▶ Cosa fare
- 1) Elenca le Regioni che, secondo il testo sull'autonomia differenziata, hanno chiesto di avocare a sé un ampio ventaglio di competenze.
- 2) Riscrivi tutta la parte del testo sull'autonomia differenziata che va da "Ma cosa sono" fino a "minore capacità fiscale.", mettendo "Palermo" al posto di "Lecce".
- 3) Continua il testo sull'autonomia differenziata e sui Lep, ripartendo dopo la sua ultima frase.

▶ Testo
+ + +

La battaglia sulla bozza di legge quadro per l’autonomia differenziata è, innanzitutto, una battaglia di principi e di numeri. Di principi perché le forze politiche duellano sul futuro assetto da dare a uno Stato che accarezza, da tempo, il federalismo senza mai essere riuscito ad abbracciarne compiutamente la forma. Di numeri perché per consentire a Lombardia, Veneto ed Emilia Romagna di avocare a sé, come hanno chiesto e come prevede l’articolo 116 della Costituzione e un accordo siglato nel 2018 dalle tre Regioni con l’allora governo Gentiloni, un ampio ventaglio di competenze trattenendo le tasse dei cittadini residenti, sarebbe prima necessario individuare i Lep, ovvero i Livelli essenziali delle prestazioni, e dire con chiarezza come saranno finanziati. Questo pretendono i parlamentari del Mezzogiorno, i governatori del Sud e le forze sociali, preoccupati che il via libera al Ddl – che pure la ministra per gli Affari regionali Maria Stella Gelmini si è detta pronta a discutere e modificare – si traduca in una “secessione dei ricchi” ai danni della parte più povera del Paese.
Cosa sono i Lep?
Ma cosa sono i Lep? Si tratta di quei servizi e quelle prestazioni che lo Stato deve garantire in maniera uniforme su tutto il territorio nazionale, in quanto consentono il pieno rispetto dei diritti sociali e civili dei cittadini. Dunque, la scuola, la sanità, i trasporti – tanto per citarne alcuni – sono settori nei quali allo Stato la Costituzione impone non solo di garantire uguali accesso e qualità dei servizi per tutti i cittadini, da Aosta a Lecce, ma anche di rimuovere ogni ostacolo che possa provocare disuguaglianze, intervenendo dunque – là dove necessario – a supplire alle minori capacità dei territori più poveri, istituendo anche un fondo perequativo per quelli con minore capacità fiscale.

+ + +

▶ Record forniti

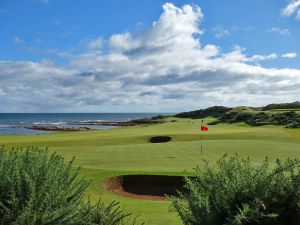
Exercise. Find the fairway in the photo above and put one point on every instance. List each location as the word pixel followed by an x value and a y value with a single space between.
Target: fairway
pixel 120 151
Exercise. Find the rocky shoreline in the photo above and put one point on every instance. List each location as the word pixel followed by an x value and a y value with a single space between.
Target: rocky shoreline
pixel 117 123
pixel 83 125
pixel 55 128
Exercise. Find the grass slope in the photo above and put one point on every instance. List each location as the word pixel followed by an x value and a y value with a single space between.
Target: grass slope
pixel 126 150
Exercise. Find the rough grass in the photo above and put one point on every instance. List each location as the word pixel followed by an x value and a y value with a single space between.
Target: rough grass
pixel 127 150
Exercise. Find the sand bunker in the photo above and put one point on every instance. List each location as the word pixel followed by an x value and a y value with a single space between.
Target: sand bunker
pixel 151 187
pixel 160 139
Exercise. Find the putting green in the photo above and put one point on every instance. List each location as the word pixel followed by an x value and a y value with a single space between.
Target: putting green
pixel 127 150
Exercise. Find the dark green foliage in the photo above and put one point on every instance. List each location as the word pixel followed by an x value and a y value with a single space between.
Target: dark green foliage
pixel 215 111
pixel 288 119
pixel 38 189
pixel 234 192
pixel 293 105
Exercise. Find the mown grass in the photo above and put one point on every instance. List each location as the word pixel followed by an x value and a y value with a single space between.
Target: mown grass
pixel 106 153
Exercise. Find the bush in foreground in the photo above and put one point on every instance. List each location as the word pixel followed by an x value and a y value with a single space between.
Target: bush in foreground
pixel 38 189
pixel 234 192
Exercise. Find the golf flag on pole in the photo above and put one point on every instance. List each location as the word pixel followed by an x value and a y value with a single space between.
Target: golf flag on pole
pixel 204 128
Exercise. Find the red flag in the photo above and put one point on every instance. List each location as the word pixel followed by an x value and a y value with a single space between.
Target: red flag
pixel 204 128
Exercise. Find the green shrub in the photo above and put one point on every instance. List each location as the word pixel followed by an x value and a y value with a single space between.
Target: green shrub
pixel 234 192
pixel 39 189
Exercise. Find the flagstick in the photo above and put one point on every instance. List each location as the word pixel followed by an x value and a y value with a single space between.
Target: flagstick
pixel 201 143
pixel 201 139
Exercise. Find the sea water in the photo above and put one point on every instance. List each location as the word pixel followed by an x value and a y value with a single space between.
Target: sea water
pixel 15 123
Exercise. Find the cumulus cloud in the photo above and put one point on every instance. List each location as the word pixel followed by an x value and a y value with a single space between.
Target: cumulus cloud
pixel 220 32
pixel 289 55
pixel 279 31
pixel 163 68
pixel 293 8
pixel 95 44
pixel 18 40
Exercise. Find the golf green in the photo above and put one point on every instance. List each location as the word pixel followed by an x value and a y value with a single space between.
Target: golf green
pixel 119 151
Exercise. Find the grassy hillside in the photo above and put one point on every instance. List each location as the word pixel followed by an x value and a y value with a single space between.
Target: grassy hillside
pixel 127 150
pixel 284 114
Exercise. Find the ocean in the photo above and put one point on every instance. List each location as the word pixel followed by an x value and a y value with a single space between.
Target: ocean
pixel 15 123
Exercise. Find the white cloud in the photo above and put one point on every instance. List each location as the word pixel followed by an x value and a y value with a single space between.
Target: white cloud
pixel 164 68
pixel 95 44
pixel 289 55
pixel 18 40
pixel 292 8
pixel 220 32
pixel 279 31
pixel 2 11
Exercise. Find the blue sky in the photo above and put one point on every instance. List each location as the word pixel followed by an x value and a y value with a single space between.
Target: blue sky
pixel 118 53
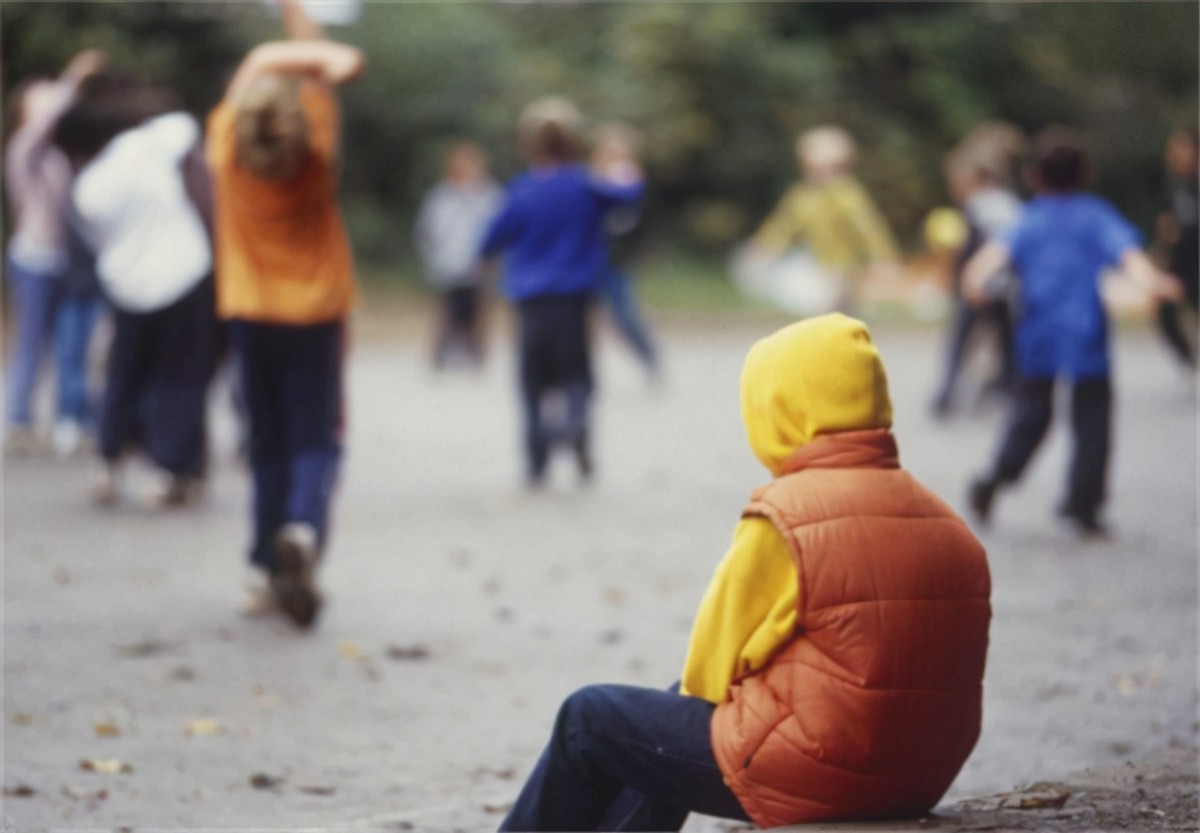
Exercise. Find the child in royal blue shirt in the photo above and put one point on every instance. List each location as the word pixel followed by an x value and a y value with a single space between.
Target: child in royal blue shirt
pixel 1061 245
pixel 551 231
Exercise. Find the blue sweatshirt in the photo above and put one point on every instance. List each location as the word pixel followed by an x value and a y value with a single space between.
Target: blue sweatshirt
pixel 552 231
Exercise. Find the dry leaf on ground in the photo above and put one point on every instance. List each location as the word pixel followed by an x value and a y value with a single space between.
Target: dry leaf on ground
pixel 106 766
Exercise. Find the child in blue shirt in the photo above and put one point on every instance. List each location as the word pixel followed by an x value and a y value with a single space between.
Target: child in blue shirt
pixel 1063 241
pixel 551 229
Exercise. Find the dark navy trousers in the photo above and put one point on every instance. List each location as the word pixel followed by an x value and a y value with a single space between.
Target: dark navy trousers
pixel 160 365
pixel 291 378
pixel 623 757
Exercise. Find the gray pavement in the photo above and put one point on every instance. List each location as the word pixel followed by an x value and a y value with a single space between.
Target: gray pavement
pixel 463 609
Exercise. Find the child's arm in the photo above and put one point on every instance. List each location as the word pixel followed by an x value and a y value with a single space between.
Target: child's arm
pixel 1138 265
pixel 747 615
pixel 323 60
pixel 987 262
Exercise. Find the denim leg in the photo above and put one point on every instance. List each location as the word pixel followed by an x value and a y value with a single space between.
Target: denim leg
pixel 34 298
pixel 624 759
pixel 312 414
pixel 73 325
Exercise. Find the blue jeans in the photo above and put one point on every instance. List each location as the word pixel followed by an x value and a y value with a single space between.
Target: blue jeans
pixel 292 388
pixel 625 759
pixel 616 289
pixel 73 324
pixel 34 298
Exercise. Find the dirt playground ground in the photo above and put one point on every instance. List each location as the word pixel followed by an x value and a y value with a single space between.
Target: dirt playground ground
pixel 462 609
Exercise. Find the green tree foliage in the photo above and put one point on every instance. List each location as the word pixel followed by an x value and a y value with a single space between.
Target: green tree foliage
pixel 719 89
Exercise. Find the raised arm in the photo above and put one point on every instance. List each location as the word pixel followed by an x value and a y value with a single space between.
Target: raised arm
pixel 321 60
pixel 985 263
pixel 1138 265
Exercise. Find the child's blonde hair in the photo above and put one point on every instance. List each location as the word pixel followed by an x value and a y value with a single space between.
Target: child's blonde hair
pixel 550 129
pixel 271 131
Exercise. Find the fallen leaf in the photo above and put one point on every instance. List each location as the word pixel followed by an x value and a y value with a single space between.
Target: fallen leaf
pixel 318 790
pixel 106 766
pixel 203 726
pixel 351 649
pixel 261 780
pixel 411 652
pixel 1037 797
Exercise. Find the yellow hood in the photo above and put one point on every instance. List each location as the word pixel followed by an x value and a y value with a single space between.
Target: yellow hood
pixel 817 376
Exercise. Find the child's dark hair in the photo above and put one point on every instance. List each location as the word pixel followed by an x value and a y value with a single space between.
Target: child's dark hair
pixel 109 103
pixel 1059 160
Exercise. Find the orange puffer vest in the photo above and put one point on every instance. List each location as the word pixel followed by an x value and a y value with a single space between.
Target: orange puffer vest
pixel 875 703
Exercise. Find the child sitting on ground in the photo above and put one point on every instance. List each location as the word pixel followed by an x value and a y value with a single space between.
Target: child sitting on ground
pixel 837 661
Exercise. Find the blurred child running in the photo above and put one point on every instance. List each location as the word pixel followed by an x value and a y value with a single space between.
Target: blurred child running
pixel 831 216
pixel 981 180
pixel 835 664
pixel 154 259
pixel 616 145
pixel 450 223
pixel 286 286
pixel 551 231
pixel 1063 241
pixel 1179 231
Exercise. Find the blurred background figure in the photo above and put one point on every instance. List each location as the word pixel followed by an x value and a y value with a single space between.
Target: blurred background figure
pixel 130 143
pixel 551 231
pixel 40 252
pixel 615 148
pixel 1062 243
pixel 1176 232
pixel 825 233
pixel 450 225
pixel 286 286
pixel 981 174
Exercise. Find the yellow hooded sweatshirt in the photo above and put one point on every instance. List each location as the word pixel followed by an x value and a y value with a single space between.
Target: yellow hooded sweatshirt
pixel 815 377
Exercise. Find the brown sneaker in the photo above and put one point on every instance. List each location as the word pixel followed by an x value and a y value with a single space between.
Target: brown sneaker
pixel 293 582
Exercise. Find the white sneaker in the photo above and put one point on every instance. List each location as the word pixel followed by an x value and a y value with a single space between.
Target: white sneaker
pixel 261 599
pixel 66 437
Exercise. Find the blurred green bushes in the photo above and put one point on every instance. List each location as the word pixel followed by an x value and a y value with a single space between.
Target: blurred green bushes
pixel 719 89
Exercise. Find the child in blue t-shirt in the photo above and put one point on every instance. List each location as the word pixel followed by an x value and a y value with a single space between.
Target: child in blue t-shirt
pixel 551 231
pixel 1065 239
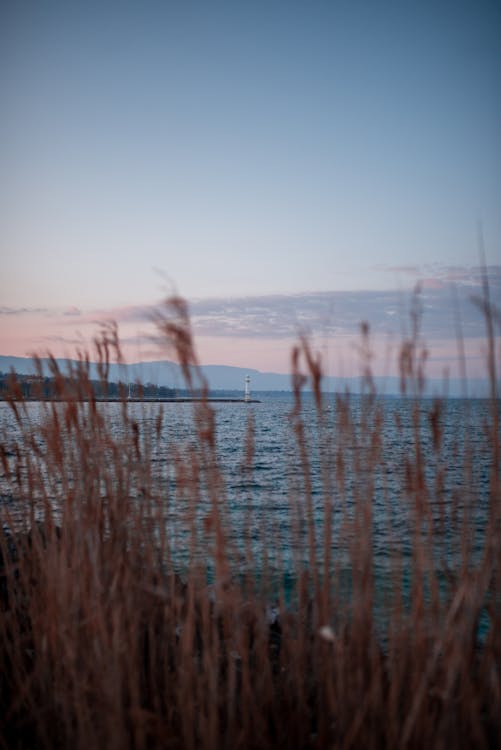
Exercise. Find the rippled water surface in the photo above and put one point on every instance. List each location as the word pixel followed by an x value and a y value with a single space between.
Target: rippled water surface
pixel 357 462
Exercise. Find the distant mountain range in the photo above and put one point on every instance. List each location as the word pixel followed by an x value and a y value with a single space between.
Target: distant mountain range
pixel 226 378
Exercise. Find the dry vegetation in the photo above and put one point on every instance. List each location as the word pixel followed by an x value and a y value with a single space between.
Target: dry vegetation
pixel 106 642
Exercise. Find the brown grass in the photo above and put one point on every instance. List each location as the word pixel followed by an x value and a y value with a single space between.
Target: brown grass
pixel 108 641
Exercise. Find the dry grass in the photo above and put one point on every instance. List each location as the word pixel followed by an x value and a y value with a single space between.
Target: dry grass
pixel 105 642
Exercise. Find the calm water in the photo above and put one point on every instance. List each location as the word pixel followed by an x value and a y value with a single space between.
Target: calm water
pixel 361 474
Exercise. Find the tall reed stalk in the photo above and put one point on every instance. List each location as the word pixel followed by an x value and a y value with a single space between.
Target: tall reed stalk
pixel 112 634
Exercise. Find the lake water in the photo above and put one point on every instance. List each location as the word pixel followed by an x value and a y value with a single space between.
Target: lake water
pixel 361 465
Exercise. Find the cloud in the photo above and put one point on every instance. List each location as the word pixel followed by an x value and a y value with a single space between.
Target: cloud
pixel 336 313
pixel 72 311
pixel 22 310
pixel 435 274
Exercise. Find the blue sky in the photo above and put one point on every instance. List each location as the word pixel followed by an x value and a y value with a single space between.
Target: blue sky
pixel 242 151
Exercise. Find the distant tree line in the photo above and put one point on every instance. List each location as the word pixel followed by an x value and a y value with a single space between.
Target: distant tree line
pixel 37 387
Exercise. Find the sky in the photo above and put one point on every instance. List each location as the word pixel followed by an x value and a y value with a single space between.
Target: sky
pixel 287 167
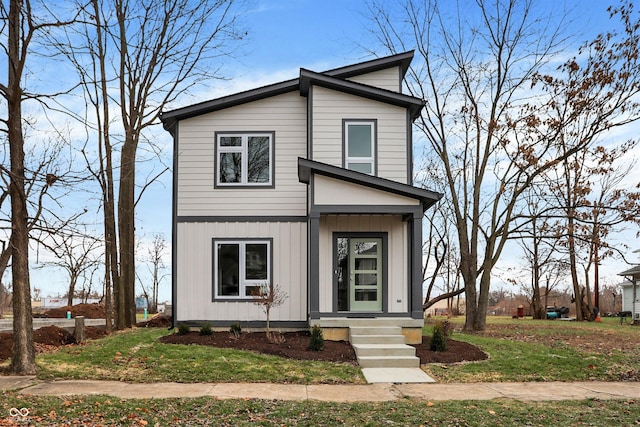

+ + +

▶ Risposte
- 1) Lombardia, Veneto, Emilia Romagna

- 2)
Ma cosa sono i Lep? Si tratta di quei servizi e quelle prestazioni che lo Stato deve garantire in maniera uniforme su tutto il territorio nazionale, in quanto consentono il pieno rispetto dei diritti sociali e civili dei cittadini. Dunque, la scuola, la sanità, i trasporti – tanto per citarne alcuni – sono settori nei quali allo Stato la Costituzione impone non solo di garantire uguali accesso e qualità dei servizi per tutti i cittadini, da Aosta a Palermo, ma anche di rimuovere ogni ostacolo che possa provocare disuguaglianze, intervenendo dunque – là dove necessario – a supplire alle minori capacità dei territori più poveri, istituendo anche un fondo perequativo per quelli con minore capacità fiscale.

- 3)
Questo principio – scrive sulla sua pagina web il ministero per il Sud e la Coesione territoriale – «è rimasto finora sostanzialmente inapplicato, a favore del metodo di calcolo della “spesa storica”, cioè l’attribuzione delle risorse sulla base di quanto già speso dallo stesso ente, in passato, per lo stesso servizio: così chi già garantiva determinati servizi ha ricevuto di più e chi non li ha mai erogati non riceveva niente. In questo modo, i divari territoriali, anziché ridursi, si sono allargati sempre di più, tradendo l’intento contenuto nella Costituzione e impedendo a milioni di italiani di esercitare appieno i propri diritti di cittadinanza».
Fin qui la cornice dei principi.
Il nodo
Il nodo da sciogliere, dunque, prima di qualsiasi discussione sull’autonomia differenziata è proprio questo: definire i Livelli essenziali delle prestazioni, come previsto dalla prima bozza di autonomia differenziata predisposta dall’allora ministro Francesco Boccia e poi “congelata” con l’arrivo della pandemia. I Lep sono stati quindi inseriti nella Legge di Bilancio 2022 e che in quest’ultima norma, in particolare, fanno riferimento alla disponibilità dei posti negli asili nido, al trasporto scolastico di studenti disabili e agli assistenti sociali. E tutto il resto? Ancora nebbia fitta. Perché sebbene la voce “scuola”, in tema di trasferimenti statali, sia fra le più consistenti, il mosaico complessivo delle risorse disponibili, del livello di servizi attualmente esistenti e di quello da raggiungere perché non ci siano cittadini di serie A e cittadini di serie B, è tutto ancora da chiarire.